=== Material for this task ===
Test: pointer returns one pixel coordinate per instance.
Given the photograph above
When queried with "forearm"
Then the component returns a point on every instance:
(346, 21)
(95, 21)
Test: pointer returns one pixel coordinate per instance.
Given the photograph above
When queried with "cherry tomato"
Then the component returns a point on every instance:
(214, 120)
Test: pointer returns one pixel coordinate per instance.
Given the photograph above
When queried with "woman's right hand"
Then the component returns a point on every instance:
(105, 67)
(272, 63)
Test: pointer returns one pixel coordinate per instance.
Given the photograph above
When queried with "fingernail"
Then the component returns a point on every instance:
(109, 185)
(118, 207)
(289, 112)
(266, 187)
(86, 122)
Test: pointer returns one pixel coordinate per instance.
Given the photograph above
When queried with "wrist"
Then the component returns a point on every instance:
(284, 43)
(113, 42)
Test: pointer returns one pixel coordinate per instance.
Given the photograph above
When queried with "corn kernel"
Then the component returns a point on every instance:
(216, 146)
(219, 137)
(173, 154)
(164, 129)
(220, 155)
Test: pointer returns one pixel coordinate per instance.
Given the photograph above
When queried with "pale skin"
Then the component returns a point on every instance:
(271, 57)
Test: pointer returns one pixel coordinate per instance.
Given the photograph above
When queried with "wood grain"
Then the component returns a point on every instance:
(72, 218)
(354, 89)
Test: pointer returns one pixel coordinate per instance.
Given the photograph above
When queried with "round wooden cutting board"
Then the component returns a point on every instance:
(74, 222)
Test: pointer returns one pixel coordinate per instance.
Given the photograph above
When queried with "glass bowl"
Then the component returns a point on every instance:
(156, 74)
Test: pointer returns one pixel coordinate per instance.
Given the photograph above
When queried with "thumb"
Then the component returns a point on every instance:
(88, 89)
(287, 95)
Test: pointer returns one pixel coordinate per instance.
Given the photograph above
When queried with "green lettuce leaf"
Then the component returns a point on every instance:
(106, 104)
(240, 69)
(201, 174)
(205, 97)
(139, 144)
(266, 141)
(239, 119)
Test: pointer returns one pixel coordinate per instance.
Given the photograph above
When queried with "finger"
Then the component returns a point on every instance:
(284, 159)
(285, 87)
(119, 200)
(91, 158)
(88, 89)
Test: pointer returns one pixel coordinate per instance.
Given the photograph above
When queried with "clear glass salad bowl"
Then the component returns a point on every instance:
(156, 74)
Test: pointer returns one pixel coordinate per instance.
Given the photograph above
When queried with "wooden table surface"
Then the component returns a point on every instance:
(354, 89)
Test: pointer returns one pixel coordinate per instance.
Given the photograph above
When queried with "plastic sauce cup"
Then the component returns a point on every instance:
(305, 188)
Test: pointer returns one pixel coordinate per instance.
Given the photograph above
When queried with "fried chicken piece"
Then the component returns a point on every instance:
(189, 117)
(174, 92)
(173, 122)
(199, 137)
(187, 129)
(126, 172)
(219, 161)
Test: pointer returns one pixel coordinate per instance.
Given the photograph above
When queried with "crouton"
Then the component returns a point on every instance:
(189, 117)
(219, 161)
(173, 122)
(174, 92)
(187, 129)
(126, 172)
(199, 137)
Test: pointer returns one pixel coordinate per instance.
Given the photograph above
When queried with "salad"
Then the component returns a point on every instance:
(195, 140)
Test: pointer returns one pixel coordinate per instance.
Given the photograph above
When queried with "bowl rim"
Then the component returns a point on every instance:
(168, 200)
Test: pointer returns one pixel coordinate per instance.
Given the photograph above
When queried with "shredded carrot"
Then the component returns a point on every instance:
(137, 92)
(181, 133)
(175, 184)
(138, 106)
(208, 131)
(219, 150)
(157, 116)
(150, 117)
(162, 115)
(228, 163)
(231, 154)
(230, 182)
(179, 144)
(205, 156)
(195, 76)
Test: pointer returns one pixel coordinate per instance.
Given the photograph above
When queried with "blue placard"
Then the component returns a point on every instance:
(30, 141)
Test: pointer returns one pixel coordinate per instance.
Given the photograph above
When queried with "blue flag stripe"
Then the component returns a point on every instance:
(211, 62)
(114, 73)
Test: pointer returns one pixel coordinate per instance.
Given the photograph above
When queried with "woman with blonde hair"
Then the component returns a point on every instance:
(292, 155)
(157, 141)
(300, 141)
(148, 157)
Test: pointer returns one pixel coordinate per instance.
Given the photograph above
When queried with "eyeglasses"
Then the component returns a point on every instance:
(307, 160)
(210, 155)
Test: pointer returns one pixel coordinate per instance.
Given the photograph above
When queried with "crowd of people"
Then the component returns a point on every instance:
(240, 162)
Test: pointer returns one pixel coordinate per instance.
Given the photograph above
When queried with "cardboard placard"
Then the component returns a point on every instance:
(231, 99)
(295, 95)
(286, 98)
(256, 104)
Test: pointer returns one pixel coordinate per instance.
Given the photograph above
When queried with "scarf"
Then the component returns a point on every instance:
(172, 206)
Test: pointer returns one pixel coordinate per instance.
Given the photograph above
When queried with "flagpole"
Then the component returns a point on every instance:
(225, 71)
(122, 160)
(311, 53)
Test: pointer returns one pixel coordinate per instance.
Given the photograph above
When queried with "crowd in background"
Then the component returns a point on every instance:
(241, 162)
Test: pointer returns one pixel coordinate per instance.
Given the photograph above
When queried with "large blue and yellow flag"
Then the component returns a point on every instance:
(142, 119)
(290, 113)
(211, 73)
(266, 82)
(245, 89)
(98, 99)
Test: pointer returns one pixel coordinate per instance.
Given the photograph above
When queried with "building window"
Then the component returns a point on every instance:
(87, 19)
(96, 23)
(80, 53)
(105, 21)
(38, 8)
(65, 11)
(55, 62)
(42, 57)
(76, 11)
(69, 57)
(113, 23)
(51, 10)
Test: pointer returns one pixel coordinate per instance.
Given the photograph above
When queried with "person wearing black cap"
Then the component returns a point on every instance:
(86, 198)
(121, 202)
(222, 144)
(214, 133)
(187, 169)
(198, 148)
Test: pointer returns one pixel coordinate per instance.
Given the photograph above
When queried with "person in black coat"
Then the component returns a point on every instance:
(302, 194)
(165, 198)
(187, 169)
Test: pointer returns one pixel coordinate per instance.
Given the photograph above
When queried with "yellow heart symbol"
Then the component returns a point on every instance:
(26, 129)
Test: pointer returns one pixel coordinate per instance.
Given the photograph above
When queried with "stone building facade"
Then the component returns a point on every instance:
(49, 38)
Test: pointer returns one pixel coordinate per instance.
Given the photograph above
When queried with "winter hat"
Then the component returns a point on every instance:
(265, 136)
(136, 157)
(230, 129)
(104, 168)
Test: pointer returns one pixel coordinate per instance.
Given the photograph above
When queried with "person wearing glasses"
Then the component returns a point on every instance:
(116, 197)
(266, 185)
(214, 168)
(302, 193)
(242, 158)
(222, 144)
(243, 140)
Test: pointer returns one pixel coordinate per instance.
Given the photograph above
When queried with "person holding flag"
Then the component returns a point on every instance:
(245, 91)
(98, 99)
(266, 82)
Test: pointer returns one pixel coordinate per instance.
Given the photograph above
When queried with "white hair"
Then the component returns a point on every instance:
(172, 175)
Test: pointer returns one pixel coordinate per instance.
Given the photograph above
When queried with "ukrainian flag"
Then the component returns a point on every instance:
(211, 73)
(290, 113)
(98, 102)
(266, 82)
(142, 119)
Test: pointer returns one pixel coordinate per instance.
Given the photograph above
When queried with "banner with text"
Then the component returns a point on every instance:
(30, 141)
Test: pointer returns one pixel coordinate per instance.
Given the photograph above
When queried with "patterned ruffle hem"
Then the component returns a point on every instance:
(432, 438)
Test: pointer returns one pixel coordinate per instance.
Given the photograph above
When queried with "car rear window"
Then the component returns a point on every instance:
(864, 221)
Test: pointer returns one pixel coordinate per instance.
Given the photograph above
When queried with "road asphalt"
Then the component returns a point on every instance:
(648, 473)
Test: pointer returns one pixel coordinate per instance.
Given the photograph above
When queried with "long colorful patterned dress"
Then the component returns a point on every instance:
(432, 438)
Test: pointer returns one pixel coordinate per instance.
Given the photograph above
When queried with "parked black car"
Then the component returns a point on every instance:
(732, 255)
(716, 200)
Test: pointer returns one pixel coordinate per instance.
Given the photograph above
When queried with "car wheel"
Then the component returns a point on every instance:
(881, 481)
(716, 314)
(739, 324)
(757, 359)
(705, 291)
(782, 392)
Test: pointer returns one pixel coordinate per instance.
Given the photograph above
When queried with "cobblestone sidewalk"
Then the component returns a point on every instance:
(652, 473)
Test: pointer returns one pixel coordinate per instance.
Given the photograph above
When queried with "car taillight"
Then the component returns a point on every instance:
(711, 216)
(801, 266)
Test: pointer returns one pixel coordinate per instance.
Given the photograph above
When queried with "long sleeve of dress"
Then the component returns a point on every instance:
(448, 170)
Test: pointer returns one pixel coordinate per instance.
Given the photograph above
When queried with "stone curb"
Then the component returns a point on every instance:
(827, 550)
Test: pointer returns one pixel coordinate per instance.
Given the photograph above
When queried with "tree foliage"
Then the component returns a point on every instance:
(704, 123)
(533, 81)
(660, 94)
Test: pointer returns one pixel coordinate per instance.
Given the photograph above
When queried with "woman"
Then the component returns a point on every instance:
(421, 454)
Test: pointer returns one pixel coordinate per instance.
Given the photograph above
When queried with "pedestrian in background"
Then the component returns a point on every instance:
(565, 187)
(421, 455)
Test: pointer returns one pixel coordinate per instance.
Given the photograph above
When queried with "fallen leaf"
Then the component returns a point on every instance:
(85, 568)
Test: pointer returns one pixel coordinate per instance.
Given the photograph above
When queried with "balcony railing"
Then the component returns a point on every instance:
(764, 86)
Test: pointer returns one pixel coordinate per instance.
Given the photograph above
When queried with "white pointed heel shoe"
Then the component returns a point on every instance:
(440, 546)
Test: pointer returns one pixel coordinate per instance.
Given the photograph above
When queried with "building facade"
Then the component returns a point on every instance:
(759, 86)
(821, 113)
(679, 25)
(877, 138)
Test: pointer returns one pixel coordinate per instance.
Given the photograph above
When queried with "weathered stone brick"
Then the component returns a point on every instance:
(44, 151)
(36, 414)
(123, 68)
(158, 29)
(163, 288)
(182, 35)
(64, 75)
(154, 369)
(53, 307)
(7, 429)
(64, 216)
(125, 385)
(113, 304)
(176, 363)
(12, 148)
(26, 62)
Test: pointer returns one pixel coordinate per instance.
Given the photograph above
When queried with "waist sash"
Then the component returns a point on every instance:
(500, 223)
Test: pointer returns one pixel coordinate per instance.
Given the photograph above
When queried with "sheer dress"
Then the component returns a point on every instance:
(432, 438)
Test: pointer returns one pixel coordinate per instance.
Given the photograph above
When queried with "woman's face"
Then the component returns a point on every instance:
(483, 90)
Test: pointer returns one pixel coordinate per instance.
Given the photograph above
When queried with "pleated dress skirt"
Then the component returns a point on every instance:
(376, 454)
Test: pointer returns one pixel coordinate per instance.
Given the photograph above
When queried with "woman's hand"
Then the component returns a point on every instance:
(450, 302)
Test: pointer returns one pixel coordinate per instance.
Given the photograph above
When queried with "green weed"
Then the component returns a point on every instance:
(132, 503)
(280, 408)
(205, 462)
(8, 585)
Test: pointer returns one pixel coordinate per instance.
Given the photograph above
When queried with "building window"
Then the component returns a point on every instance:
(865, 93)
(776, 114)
===
What is asked: Gather every line of the material that contains the word "hand" and copy each one.

Worked solution:
When queried with "woman's right hand"
When queried with "woman's hand"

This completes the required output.